§ **Activity**
Search the entries for the line containing "the window in". Repeat it, then every line after it, exactly through the final line.

§ **Records for the exercise**
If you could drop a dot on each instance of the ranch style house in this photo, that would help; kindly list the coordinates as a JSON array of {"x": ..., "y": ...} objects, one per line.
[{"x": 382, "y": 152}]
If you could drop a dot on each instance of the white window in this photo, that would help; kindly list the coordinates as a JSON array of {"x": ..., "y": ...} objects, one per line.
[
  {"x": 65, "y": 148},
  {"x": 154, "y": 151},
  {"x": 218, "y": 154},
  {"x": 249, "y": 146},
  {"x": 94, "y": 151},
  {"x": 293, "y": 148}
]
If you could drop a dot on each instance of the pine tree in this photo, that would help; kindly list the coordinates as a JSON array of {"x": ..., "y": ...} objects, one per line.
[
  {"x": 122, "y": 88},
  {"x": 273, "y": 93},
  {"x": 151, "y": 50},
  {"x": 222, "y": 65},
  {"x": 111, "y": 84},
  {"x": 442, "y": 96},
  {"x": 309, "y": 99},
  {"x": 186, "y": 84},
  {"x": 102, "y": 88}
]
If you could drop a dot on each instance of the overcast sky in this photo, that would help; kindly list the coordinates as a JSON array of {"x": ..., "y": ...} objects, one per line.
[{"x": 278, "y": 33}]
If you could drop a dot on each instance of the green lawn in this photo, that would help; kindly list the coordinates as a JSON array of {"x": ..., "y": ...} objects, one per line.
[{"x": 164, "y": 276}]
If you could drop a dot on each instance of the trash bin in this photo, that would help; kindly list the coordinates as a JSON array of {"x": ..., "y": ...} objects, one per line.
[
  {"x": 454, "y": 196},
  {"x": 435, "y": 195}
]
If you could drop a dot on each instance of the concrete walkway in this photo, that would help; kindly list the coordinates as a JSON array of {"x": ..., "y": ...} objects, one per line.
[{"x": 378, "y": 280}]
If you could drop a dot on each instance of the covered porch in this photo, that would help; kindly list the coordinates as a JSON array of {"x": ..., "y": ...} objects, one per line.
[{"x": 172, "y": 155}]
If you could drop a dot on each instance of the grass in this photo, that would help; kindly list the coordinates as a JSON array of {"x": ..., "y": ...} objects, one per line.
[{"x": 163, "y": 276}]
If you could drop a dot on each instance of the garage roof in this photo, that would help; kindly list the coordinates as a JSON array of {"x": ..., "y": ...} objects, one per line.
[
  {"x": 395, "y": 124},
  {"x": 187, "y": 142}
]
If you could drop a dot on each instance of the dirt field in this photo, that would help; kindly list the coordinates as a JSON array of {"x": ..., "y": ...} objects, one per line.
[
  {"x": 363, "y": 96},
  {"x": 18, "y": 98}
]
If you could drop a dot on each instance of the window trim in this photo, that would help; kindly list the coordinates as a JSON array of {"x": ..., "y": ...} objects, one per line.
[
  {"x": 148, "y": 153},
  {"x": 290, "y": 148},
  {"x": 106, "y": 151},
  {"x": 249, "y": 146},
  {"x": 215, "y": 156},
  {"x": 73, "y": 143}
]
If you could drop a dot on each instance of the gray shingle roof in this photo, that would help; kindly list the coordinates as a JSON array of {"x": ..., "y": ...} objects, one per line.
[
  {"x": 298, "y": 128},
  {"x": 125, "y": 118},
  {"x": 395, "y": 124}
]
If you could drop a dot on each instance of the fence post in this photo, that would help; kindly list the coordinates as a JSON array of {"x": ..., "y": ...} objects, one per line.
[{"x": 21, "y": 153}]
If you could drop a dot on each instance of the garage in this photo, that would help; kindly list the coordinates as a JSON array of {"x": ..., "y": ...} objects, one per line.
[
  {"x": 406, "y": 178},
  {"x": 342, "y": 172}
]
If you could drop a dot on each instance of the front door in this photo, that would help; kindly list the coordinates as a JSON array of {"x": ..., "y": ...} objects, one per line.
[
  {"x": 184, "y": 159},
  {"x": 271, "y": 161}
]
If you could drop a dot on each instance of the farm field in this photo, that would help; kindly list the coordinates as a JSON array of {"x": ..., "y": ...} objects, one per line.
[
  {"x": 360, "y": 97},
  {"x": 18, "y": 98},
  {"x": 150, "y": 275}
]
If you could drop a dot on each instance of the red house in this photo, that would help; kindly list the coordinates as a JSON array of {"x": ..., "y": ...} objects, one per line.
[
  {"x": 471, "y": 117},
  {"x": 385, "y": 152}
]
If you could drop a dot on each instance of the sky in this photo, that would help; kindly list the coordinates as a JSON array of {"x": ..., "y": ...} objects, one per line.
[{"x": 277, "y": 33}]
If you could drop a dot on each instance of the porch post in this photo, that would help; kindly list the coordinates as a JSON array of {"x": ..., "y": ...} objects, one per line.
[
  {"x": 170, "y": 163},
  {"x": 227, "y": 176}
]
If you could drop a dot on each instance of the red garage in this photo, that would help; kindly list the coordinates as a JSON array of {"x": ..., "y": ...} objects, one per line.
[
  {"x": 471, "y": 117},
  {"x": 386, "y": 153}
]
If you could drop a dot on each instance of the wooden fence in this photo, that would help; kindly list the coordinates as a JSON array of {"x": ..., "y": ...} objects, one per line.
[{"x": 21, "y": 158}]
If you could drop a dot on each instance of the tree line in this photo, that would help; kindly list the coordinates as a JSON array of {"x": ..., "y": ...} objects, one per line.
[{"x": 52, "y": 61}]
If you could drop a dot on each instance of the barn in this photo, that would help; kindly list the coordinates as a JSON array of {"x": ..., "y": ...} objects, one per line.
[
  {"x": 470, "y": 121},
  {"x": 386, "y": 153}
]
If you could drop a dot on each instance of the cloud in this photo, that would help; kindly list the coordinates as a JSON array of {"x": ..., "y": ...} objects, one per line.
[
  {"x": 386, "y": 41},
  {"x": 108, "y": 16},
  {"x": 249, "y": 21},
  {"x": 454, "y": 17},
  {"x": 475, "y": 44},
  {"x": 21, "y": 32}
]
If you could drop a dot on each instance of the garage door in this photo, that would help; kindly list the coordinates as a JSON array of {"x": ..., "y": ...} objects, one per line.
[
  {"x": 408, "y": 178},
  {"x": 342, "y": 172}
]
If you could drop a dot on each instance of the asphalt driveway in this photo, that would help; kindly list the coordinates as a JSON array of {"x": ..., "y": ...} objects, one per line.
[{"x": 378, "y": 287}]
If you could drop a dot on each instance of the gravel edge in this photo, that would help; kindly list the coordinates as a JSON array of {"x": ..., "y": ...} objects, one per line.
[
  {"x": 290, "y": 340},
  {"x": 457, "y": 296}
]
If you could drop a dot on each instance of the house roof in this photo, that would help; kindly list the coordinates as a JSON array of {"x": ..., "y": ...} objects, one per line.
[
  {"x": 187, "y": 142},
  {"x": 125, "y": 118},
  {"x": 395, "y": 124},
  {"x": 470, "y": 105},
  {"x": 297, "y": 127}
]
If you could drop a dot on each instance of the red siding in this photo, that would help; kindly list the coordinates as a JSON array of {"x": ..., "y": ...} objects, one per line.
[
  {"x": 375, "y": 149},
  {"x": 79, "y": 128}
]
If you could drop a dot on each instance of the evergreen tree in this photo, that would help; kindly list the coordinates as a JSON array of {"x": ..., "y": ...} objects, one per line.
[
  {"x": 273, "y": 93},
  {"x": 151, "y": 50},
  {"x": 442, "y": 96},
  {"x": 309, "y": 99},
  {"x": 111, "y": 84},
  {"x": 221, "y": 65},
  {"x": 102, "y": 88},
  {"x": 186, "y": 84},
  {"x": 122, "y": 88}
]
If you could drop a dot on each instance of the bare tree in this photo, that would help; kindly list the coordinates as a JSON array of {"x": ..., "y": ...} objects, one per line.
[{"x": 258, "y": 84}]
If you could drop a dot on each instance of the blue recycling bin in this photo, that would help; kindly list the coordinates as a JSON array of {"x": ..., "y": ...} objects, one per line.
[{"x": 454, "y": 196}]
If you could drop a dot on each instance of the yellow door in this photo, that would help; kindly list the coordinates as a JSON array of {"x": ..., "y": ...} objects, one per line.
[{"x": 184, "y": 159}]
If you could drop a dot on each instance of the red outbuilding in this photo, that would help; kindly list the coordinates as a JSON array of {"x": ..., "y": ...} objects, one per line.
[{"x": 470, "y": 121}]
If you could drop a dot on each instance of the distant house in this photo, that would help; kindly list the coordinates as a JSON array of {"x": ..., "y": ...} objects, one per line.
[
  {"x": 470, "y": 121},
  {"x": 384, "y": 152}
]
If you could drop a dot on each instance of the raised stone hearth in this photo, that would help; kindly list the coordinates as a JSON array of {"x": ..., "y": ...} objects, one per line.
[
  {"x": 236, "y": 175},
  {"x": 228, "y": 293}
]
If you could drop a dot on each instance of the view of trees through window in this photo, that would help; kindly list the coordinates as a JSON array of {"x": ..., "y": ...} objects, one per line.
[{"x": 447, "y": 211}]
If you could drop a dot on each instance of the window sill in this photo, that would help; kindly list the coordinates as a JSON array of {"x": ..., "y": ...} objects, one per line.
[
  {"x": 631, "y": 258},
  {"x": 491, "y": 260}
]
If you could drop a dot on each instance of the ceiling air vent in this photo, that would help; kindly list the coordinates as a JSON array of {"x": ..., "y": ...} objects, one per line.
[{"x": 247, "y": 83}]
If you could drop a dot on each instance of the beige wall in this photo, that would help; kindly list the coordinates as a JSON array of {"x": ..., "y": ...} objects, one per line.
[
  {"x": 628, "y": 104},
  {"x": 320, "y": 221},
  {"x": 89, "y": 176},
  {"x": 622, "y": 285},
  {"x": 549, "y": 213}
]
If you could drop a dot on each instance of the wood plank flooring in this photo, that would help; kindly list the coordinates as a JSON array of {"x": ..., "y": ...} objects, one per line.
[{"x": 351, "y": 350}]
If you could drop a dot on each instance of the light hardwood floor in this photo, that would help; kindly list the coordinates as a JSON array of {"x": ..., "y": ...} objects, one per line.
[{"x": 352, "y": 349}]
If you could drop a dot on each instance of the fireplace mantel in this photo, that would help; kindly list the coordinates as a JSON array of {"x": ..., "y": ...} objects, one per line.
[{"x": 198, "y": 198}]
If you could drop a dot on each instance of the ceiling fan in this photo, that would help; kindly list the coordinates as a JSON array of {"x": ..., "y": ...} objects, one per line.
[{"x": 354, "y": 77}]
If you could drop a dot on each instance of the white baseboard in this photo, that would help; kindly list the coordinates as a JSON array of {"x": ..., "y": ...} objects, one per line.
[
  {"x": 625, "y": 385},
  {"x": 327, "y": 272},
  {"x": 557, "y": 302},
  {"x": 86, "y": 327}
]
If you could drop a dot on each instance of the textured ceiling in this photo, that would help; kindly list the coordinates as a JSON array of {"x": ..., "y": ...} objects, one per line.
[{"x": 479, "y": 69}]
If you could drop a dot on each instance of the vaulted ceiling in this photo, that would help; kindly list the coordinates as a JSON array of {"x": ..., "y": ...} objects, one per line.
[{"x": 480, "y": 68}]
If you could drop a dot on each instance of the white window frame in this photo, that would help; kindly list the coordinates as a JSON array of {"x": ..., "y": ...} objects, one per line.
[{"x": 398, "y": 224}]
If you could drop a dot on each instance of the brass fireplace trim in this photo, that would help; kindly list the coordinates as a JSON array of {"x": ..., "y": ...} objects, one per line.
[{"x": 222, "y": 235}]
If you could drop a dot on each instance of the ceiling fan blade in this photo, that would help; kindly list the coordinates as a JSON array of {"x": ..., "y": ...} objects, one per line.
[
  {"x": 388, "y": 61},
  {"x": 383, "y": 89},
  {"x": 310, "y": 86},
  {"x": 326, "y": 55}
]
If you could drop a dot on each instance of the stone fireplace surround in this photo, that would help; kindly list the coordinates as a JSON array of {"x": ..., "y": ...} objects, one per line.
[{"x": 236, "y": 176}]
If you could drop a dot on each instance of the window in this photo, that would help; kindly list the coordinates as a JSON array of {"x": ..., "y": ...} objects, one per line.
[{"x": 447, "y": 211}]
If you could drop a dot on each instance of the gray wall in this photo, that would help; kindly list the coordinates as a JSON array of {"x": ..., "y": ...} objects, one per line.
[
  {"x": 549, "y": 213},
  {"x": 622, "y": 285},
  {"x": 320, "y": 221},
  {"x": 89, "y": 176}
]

§ **Answer to this task**
If you could drop a dot on each instance of the window in this photo, that would help; kindly list the coordinates as a JSON array of {"x": ..., "y": ...} objects, one per line.
[{"x": 447, "y": 211}]
If you could drop a dot on each instance of the gray wall in this photo, that would help; kindly list the coordinates as a JSON array of {"x": ..., "y": ...} objects, one per line.
[
  {"x": 549, "y": 213},
  {"x": 622, "y": 285},
  {"x": 320, "y": 221},
  {"x": 89, "y": 176}
]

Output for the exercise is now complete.